→ Direction
Copy the following records line for line, without changing anything.
- - -
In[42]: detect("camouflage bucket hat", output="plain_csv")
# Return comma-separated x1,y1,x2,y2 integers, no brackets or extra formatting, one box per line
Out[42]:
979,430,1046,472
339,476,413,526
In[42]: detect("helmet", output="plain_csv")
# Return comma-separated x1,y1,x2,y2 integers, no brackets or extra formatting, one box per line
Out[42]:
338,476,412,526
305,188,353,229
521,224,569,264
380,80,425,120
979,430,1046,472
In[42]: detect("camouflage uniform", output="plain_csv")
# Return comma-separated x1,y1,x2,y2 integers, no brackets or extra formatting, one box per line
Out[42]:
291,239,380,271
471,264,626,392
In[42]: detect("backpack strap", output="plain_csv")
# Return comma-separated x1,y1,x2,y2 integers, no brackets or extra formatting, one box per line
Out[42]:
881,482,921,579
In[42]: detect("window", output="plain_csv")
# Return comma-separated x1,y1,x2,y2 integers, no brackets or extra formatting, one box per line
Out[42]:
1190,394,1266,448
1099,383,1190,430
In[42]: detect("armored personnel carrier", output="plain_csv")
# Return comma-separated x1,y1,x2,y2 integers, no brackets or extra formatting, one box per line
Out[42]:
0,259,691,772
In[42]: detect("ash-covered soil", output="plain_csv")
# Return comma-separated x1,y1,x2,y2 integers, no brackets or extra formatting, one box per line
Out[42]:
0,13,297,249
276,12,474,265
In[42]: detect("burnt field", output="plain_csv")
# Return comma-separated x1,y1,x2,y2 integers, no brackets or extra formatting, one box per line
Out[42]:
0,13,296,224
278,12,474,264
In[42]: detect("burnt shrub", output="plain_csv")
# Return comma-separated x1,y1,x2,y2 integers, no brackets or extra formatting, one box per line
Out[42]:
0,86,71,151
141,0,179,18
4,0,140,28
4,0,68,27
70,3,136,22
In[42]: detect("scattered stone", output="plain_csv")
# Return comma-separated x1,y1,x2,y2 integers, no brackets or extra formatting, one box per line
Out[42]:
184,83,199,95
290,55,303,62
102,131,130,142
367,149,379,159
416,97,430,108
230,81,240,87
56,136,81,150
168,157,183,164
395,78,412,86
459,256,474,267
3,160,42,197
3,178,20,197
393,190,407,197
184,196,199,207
- - -
→ Solution to this exercise
In[42]: detect("camouflage bucket hat", output="plain_csv")
# Return comma-separated x1,y1,x2,y2 integers, no brackets or extra formatting, one box per line
Out[42]:
979,430,1046,472
339,476,413,526
In[42]: detect("helmet", output="plain_csv")
# Return comma-separated x1,y1,x2,y2 integers, no brackets or extra formatting, one box per line
Out[42]:
338,476,412,526
305,188,353,229
521,224,569,264
380,80,425,120
979,430,1046,472
In[42]: detect("camouflage uniform", output="plain_csv")
# Return comma-separated x1,y1,x2,y2 integers, no brackets or extra formatting, one box per line
Out[42]:
291,239,380,271
471,264,626,392
In[42]: detect("backpack strap", output="plain_csv")
# Return comma-separated x1,y1,x2,y2 integers, no brackets or extra formatting, one box per line
Out[42]:
881,482,921,579
In[42]: detect("window", output="plain_csv")
# Return comma-separated x1,y1,x2,y2 integers, no brackets or extra formatting, one box per line
Out[42]:
1190,394,1266,448
1099,383,1190,430
In[42]: detect("armored personnel carrier", output="plain_csv")
# Return comma-separated x1,y1,x2,y2 integers, no brackets or extra formatting, one box per line
Out[42]:
0,259,691,772
In[42]: detect("ash-covered soil", output="plain_csv")
# Return comma-separated x1,y1,x2,y2 integers, no brackets or extra formatting, one box per line
Out[42]:
0,13,297,249
276,12,474,265
In[42]: detect("burnt field", output="plain_csv")
# Return comma-separated x1,y1,x2,y2 integers, no brackets or extra formatting, one box per line
Out[42]:
0,13,296,224
278,12,474,264
In[42]: detect("burnt shrub", output="plain_csv")
# Return comma-separated x1,y1,x2,y2 integers, no brackets or extra formatting, one box per line
Out[42]:
0,86,71,151
141,0,179,18
4,0,140,28
4,0,68,27
70,3,136,22
In[42]: detect("scattered stone", output="plain_csv")
# Return comma-separated x1,y1,x2,y2 integers, no brackets or extra formatting, one box per line
Out[42]:
184,83,199,95
290,55,303,62
102,131,130,142
367,149,379,159
416,97,430,108
230,81,240,87
56,136,81,150
168,157,183,164
395,78,412,86
459,256,474,267
3,160,42,197
3,178,20,197
393,190,407,197
184,196,199,207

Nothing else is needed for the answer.